Washington, Putin'i ‘öfkesini Ukrayna'daki sivil nüfusa odaklamakla’ suçladı

Ukrayna Dışişleri Bakanı Kuleba, Patriot gönderilmesini isterken ABD Dışişleri Bakanı Blinken, NATO ülkelerinin Çin'in Rusya ile işbirliğine ilişkin duydukları ‘endişeyi’ dile getirdi

Ukrayna'nın Borodyanka şehrinde Rusların sivilleri bombalaması sonucu ölen yakınları için ağlayan Ukraynalı bir kadın, 8 Nisan 2022 (Reuters)
Ukrayna'nın Borodyanka şehrinde Rusların sivilleri bombalaması sonucu ölen yakınları için ağlayan Ukraynalı bir kadın, 8 Nisan 2022 (Reuters)
TT

Washington, Putin'i ‘öfkesini Ukrayna'daki sivil nüfusa odaklamakla’ suçladı

Ukrayna'nın Borodyanka şehrinde Rusların sivilleri bombalaması sonucu ölen yakınları için ağlayan Ukraynalı bir kadın, 8 Nisan 2022 (Reuters)
Ukrayna'nın Borodyanka şehrinde Rusların sivilleri bombalaması sonucu ölen yakınları için ağlayan Ukraynalı bir kadın, 8 Nisan 2022 (Reuters)

ABD Dışişleri Bakanı Antony Blinken, Rusya'nın Ukrayna’daki elektrik altyapısını hedef almaya devam etmesini kınadı. Blinken, Rusya Devlet Başkanı Vladimir Putin'i eski bir Sovyet cumhuriyeti olan Ukrayna’da ‘öfkesini sivil nüfusa odaklamakla’ ve savaşı ‘insanları soğukta bırakmak için bir araca dönüştürmekle’ suçladı. ABD’li Bakan ayrıca Kuzey Atlantik Antlaşması Örgütü (NATO) ülkelerinin Çin'in askeri yeteneklerindeki hızlı büyüme ve Rusya ile işbirliğinden duydukları endişeyi vurguladı.

════

__Gerekenler__:
Seçilen metinde "ABD Dışişleri Bakanı Antony" ile "duydukları endişeyi vurguladı." arasındaki bölümü, bu iki ifade de dahil olmak üzere, hiçbir değişiklik yapmadan yeniden yazın. Satırlar, seçilen metinden bağımsız ayrı bir malzemedir.

__Sağlanan veriler__:
════

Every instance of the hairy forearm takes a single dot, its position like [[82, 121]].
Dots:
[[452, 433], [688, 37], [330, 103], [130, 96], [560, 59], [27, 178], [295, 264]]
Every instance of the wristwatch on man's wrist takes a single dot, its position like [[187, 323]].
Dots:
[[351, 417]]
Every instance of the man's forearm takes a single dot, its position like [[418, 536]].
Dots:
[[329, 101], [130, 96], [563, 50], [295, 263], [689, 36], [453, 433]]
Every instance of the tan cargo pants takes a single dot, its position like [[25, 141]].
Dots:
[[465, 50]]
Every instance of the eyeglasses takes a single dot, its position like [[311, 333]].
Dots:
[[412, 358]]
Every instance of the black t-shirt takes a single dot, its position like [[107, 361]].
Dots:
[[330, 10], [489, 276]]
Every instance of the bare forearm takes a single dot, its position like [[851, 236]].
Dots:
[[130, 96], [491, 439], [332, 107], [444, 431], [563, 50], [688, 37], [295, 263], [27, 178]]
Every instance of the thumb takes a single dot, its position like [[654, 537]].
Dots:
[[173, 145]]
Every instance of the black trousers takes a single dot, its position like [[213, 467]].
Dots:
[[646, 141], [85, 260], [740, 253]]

════

__Yazılı çözüm__:
ABD Dışişleri Bakanı Antony Blinken, Rusya'nın Ukrayna’daki elektrik altyapısını hedef almaya devam etmesini kınadı. Blinken, Rusya Devlet Başkanı Vladimir Putin'i eski bir Sovyet cumhuriyeti olan Ukrayna’da ‘öfkesini sivil nüfusa odaklamakla’ ve savaşı ‘insanları soğukta bırakmak için bir araca dönüştürmekle’ suçladı. ABD’li Bakan ayrıca Kuzey Atlantik Antlaşması Örgütü (NATO) ülkelerinin Çin'in askeri yeteneklerindeki hızlı büyüme ve Rusya ile işbirliğinden duydukları endişeyi vurguladı.